Kamis 21 May 2020 16:33 WIB

Pandemi Corona di Brasil Memburuk, Kasus Baru Capai 20 Ribu

Kematian akibat virus corona di Brasil menembus 888 dalam sehari.

Rep: Rizky Jaramaya/ Red: Nur Aini
Petugas dari SOS Funeral program of the Municipal Secretariat of Social Assistance melakukan pemindahan jenazah terinfeksi COVID-19 di Manaus, Brasil, Kamis (7/5). Selama Pandemi COVID- 19, Funeral SOS, mengalami peningkatan jumlah bantuan dari penjualan dan donasi guci pemakaman sebesar 300 persen.
Foto: EPA-EFE/RAPHAEL ALVES
Petugas dari SOS Funeral program of the Municipal Secretariat of Social Assistance melakukan pemindahan jenazah terinfeksi COVID-19 di Manaus, Brasil, Kamis (7/5). Selama Pandemi COVID- 19, Funeral SOS, mengalami peningkatan jumlah bantuan dari penjualan dan donasi guci pemakaman sebesar 300 persen.

## TUGAS ANDA
Salin seluruh berita tentang pandemi corona di Brasil di atas tanpa mengubah satu kata pun.

(Entri tersimpan)
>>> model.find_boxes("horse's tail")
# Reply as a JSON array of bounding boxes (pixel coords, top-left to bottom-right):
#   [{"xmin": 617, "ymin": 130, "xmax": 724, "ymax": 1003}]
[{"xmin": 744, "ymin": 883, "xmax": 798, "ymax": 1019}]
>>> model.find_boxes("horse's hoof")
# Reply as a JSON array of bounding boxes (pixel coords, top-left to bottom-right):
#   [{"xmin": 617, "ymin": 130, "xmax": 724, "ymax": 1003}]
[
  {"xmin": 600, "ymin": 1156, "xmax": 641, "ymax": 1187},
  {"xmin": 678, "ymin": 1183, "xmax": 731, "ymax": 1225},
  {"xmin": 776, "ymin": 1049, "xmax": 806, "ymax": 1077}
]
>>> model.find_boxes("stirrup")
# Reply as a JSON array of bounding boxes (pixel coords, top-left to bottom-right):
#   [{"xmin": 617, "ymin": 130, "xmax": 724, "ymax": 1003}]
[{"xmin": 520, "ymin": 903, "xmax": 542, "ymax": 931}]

* * *

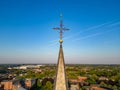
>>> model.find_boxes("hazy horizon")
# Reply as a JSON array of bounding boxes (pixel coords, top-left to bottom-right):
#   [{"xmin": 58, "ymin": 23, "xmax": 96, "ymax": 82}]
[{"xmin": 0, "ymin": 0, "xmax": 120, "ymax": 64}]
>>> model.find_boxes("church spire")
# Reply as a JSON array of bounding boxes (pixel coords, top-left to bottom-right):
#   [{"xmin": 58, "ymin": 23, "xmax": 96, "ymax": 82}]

## JAWABAN DI BAWAH
Kamis 21 May 2020 16:33 WIB

Pandemi Corona di Brasil Memburuk, Kasus Baru Capai 20 Ribu

Kematian akibat virus corona di Brasil menembus 888 dalam sehari.

Rep: Rizky Jaramaya/ Red: Nur Aini
Petugas dari SOS Funeral program of the Municipal Secretariat of Social Assistance melakukan pemindahan jenazah terinfeksi COVID-19 di Manaus, Brasil, Kamis (7/5). Selama Pandemi COVID- 19, Funeral SOS, mengalami peningkatan jumlah bantuan dari penjualan dan donasi guci pemakaman sebesar 300 persen.
Foto: EPA-EFE/RAPHAEL ALVES
Petugas dari SOS Funeral program of the Municipal Secretariat of Social Assistance melakukan pemindahan jenazah terinfeksi COVID-19 di Manaus, Brasil, Kamis (7/5). Selama Pandemi COVID- 19, Funeral SOS, mengalami peningkatan jumlah bantuan dari penjualan dan donasi guci pemakaman sebesar 300 persen.